I would not show discourtesy by walking out but I just would not attend. I would however inform the leadership as to why you will not be there. The idea that the speaker is there because the elders invited her and she is under their authority is just nonsense and an attempt to try and justify herself. Just because elders give their permission does not mean they are right.

Reactions: Like 2


----------



## Dachaser (Feb 27, 2018)

jambo said:


> I would not show discourtesy by walking out but I just would not attend. I would however inform the leadership as to why you will not be there. The idea that the speaker is there because the elders invited her and she is under their authority is just nonsense and an attempt to try and justify herself. Just because elders give their permission does not mean they are right.


Pastors and Elders authority cannot be used to override the authority of the scriptures.

Reactions: Like 1


----------



## RBachman (Feb 27, 2018)

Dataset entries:
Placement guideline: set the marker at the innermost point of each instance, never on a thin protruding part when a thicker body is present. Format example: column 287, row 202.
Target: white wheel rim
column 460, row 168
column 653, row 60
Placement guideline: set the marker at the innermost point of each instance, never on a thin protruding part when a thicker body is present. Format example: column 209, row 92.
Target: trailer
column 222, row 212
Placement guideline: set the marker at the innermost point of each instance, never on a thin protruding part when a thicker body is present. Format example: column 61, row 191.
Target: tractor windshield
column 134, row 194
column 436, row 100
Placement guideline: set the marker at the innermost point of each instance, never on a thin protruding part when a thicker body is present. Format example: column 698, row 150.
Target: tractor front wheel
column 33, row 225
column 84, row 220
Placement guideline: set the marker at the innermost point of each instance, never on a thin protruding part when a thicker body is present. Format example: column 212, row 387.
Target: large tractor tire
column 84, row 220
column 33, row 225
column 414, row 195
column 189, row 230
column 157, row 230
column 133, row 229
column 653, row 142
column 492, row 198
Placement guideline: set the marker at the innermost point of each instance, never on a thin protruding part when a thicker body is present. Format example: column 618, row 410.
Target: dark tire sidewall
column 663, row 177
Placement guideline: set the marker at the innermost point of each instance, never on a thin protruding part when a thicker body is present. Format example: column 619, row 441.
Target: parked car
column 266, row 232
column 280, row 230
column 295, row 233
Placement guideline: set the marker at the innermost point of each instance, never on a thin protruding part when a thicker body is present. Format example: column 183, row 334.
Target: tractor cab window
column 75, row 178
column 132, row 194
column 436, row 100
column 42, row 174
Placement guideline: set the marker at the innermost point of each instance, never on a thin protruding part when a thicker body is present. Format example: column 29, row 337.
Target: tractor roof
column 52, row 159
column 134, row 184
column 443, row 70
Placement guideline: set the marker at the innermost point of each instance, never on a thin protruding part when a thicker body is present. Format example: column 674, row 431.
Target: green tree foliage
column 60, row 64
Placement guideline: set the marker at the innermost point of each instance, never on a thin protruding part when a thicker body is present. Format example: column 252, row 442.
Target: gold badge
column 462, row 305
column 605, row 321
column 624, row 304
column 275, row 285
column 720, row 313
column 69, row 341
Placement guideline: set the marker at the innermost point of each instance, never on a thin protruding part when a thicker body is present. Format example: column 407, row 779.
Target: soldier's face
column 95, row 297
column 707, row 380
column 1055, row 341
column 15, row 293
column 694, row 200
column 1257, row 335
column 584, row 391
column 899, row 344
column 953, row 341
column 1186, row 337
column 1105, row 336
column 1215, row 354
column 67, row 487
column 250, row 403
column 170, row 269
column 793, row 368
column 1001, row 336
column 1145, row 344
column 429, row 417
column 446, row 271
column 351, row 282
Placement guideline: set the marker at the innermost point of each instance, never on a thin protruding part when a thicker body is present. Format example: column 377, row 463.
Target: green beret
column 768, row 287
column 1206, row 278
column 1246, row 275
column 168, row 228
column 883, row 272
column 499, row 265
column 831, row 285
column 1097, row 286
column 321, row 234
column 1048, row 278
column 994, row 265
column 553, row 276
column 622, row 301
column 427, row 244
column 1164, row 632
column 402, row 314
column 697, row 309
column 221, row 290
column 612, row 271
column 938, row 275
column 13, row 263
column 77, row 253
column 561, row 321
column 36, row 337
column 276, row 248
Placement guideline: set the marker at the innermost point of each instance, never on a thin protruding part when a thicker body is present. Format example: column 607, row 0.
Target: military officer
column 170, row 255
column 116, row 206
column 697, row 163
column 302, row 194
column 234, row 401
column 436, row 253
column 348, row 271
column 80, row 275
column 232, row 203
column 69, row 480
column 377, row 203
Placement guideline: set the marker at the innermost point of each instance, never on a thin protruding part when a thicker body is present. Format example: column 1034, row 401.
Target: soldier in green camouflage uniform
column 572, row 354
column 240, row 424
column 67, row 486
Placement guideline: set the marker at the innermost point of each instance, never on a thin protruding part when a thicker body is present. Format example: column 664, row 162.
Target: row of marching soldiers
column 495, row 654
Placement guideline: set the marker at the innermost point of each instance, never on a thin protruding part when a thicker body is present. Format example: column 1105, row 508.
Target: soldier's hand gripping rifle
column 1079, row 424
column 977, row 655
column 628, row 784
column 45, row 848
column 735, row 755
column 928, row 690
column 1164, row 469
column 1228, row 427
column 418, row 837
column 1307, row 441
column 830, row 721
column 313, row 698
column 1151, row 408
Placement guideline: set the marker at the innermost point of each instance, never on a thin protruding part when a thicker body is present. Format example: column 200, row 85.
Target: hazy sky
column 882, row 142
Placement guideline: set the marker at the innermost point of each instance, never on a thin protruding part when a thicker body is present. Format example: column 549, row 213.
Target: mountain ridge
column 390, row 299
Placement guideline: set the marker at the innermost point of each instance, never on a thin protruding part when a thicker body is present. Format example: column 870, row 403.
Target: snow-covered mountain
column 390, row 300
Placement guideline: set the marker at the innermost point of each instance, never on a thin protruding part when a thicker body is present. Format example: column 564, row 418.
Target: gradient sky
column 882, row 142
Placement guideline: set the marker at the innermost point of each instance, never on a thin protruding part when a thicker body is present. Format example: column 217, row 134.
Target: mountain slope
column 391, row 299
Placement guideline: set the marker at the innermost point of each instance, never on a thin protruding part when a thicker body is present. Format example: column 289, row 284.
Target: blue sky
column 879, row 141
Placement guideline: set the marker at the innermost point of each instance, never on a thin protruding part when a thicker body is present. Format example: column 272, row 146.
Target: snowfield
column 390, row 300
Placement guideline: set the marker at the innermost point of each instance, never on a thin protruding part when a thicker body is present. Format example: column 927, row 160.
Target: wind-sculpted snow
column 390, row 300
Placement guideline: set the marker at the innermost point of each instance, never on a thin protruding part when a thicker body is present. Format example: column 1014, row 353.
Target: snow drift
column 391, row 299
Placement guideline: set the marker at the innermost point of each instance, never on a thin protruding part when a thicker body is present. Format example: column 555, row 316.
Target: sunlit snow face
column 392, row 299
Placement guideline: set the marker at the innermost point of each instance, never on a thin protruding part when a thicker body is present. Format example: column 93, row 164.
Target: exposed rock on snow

§ **TASK PROMPT**: Please transcribe, word for word, the section of the forum thread above that opens with "## Dachaser (Feb" and closes with "of the scriptures.".

§ **FULL ANSWER**:
## Dachaser (Feb 27, 2018)

jambo said:


> I would not show discourtesy by walking out but I just would not attend. I would however inform the leadership as to why you will not be there. The idea that the speaker is there because the elders invited her and she is under their authority is just nonsense and an attempt to try and justify herself. Just because elders give their permission does not mean they are right.


Pastors and Elders authority cannot be used to override the authority of the scriptures.